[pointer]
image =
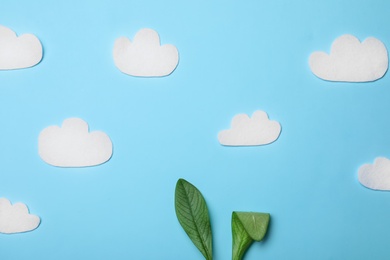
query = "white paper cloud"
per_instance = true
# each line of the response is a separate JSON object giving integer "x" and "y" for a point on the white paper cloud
{"x": 376, "y": 176}
{"x": 16, "y": 218}
{"x": 245, "y": 131}
{"x": 73, "y": 146}
{"x": 351, "y": 61}
{"x": 145, "y": 57}
{"x": 18, "y": 52}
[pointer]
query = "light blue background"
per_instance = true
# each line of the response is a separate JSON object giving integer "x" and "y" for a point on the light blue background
{"x": 235, "y": 57}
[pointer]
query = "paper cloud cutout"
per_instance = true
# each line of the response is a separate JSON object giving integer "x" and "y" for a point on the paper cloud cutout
{"x": 376, "y": 176}
{"x": 245, "y": 131}
{"x": 18, "y": 52}
{"x": 16, "y": 218}
{"x": 351, "y": 60}
{"x": 73, "y": 146}
{"x": 145, "y": 57}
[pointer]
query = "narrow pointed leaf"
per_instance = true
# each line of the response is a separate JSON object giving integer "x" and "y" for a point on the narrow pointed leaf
{"x": 193, "y": 215}
{"x": 247, "y": 227}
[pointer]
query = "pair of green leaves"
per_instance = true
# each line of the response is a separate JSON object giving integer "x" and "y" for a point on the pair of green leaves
{"x": 192, "y": 213}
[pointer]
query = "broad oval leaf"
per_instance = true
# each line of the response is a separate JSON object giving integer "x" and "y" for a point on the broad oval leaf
{"x": 193, "y": 215}
{"x": 247, "y": 227}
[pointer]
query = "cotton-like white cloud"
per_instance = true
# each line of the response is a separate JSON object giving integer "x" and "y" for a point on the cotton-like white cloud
{"x": 72, "y": 145}
{"x": 351, "y": 60}
{"x": 16, "y": 218}
{"x": 145, "y": 57}
{"x": 246, "y": 131}
{"x": 18, "y": 52}
{"x": 376, "y": 176}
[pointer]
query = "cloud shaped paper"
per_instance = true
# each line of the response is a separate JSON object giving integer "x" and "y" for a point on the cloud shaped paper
{"x": 351, "y": 60}
{"x": 376, "y": 176}
{"x": 18, "y": 52}
{"x": 246, "y": 131}
{"x": 72, "y": 145}
{"x": 16, "y": 218}
{"x": 145, "y": 57}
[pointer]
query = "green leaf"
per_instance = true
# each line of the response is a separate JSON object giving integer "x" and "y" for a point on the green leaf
{"x": 246, "y": 228}
{"x": 193, "y": 215}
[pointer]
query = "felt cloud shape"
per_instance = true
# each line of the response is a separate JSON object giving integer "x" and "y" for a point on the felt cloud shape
{"x": 18, "y": 52}
{"x": 72, "y": 145}
{"x": 145, "y": 57}
{"x": 246, "y": 131}
{"x": 376, "y": 176}
{"x": 16, "y": 218}
{"x": 351, "y": 60}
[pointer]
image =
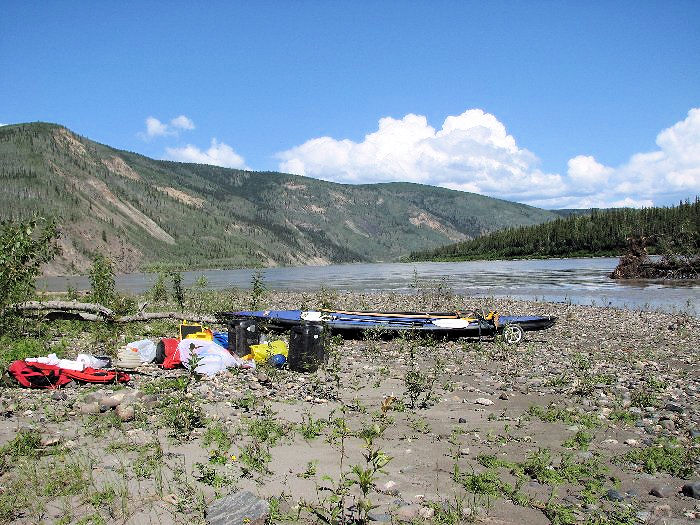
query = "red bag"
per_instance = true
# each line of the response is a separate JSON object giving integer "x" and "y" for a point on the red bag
{"x": 94, "y": 375}
{"x": 172, "y": 356}
{"x": 37, "y": 375}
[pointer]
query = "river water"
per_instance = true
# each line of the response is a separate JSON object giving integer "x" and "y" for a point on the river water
{"x": 579, "y": 281}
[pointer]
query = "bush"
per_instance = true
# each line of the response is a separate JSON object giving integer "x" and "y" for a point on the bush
{"x": 102, "y": 281}
{"x": 24, "y": 247}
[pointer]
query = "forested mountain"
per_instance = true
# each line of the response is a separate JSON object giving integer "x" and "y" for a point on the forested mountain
{"x": 601, "y": 232}
{"x": 141, "y": 211}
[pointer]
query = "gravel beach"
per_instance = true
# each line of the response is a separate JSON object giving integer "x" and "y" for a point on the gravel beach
{"x": 596, "y": 420}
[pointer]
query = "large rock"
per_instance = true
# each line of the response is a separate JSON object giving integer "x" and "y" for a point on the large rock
{"x": 239, "y": 508}
{"x": 692, "y": 489}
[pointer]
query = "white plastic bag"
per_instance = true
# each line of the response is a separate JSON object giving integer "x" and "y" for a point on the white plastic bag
{"x": 146, "y": 349}
{"x": 90, "y": 361}
{"x": 211, "y": 357}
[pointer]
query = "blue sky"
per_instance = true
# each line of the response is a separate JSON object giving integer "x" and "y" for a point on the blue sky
{"x": 556, "y": 104}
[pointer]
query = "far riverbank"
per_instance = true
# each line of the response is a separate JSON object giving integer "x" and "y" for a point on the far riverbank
{"x": 575, "y": 281}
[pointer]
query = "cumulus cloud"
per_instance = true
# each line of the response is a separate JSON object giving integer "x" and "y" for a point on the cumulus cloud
{"x": 474, "y": 152}
{"x": 156, "y": 128}
{"x": 182, "y": 122}
{"x": 218, "y": 154}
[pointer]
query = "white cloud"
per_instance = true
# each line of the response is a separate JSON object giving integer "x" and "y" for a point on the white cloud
{"x": 182, "y": 122}
{"x": 471, "y": 152}
{"x": 156, "y": 128}
{"x": 218, "y": 154}
{"x": 474, "y": 152}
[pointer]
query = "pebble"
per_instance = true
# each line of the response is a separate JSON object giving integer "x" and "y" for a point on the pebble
{"x": 661, "y": 491}
{"x": 90, "y": 408}
{"x": 126, "y": 412}
{"x": 239, "y": 507}
{"x": 692, "y": 489}
{"x": 108, "y": 403}
{"x": 614, "y": 495}
{"x": 407, "y": 513}
{"x": 668, "y": 424}
{"x": 673, "y": 407}
{"x": 390, "y": 488}
{"x": 58, "y": 395}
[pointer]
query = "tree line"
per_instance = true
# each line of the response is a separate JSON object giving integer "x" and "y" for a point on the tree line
{"x": 600, "y": 233}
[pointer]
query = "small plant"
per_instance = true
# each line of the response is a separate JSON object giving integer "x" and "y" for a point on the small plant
{"x": 217, "y": 434}
{"x": 365, "y": 478}
{"x": 149, "y": 461}
{"x": 181, "y": 415}
{"x": 310, "y": 471}
{"x": 210, "y": 476}
{"x": 419, "y": 388}
{"x": 311, "y": 428}
{"x": 255, "y": 457}
{"x": 102, "y": 281}
{"x": 581, "y": 440}
{"x": 24, "y": 247}
{"x": 265, "y": 430}
{"x": 326, "y": 298}
{"x": 178, "y": 291}
{"x": 664, "y": 456}
{"x": 258, "y": 289}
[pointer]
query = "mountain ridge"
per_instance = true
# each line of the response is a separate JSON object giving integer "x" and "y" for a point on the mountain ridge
{"x": 143, "y": 212}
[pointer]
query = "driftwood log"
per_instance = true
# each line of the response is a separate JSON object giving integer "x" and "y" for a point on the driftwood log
{"x": 97, "y": 312}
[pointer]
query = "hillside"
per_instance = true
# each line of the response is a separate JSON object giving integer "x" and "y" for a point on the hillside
{"x": 142, "y": 211}
{"x": 666, "y": 230}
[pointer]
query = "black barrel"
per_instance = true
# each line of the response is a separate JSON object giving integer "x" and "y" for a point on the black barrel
{"x": 306, "y": 350}
{"x": 242, "y": 333}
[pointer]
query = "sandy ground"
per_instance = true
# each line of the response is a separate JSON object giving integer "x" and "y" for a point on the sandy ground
{"x": 577, "y": 424}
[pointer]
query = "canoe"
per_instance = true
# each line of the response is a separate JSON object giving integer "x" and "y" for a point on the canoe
{"x": 454, "y": 324}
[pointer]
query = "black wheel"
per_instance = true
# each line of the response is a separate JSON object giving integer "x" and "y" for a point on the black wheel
{"x": 160, "y": 352}
{"x": 513, "y": 334}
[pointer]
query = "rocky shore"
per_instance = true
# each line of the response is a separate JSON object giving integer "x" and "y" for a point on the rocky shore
{"x": 596, "y": 420}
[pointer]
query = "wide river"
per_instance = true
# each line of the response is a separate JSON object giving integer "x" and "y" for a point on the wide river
{"x": 579, "y": 281}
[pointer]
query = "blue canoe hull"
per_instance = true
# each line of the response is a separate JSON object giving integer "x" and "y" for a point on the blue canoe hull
{"x": 345, "y": 322}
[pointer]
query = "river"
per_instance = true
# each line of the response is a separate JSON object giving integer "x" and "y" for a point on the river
{"x": 579, "y": 281}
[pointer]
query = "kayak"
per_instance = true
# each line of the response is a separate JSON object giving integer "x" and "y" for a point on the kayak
{"x": 454, "y": 324}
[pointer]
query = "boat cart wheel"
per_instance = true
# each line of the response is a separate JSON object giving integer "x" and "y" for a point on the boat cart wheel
{"x": 513, "y": 334}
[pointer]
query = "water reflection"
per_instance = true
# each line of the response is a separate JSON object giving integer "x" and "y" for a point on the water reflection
{"x": 580, "y": 281}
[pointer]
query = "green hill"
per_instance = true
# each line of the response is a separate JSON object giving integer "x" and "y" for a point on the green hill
{"x": 142, "y": 211}
{"x": 665, "y": 230}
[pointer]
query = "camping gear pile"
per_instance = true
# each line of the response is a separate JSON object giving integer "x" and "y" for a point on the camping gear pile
{"x": 209, "y": 352}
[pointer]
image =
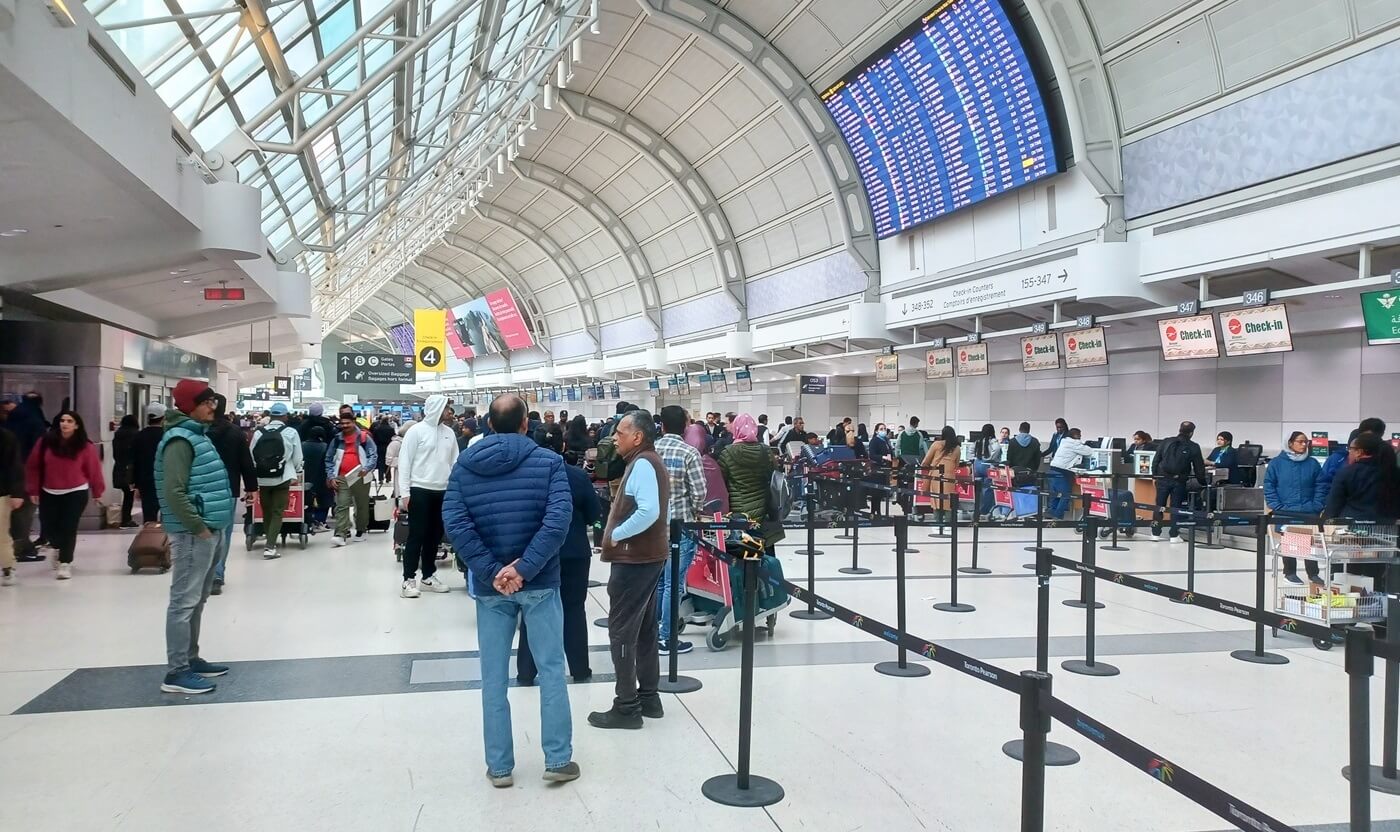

Task — The lines to write out run from the one containing "the camping gear pile" through the final line of the material above, both included; write them out exactly, with no pictures.

Problem solution —
# each line of the response is a separate JSON object giving integer "x" and "y" for a point on the camping gear pile
{"x": 209, "y": 352}
[pointer]
image =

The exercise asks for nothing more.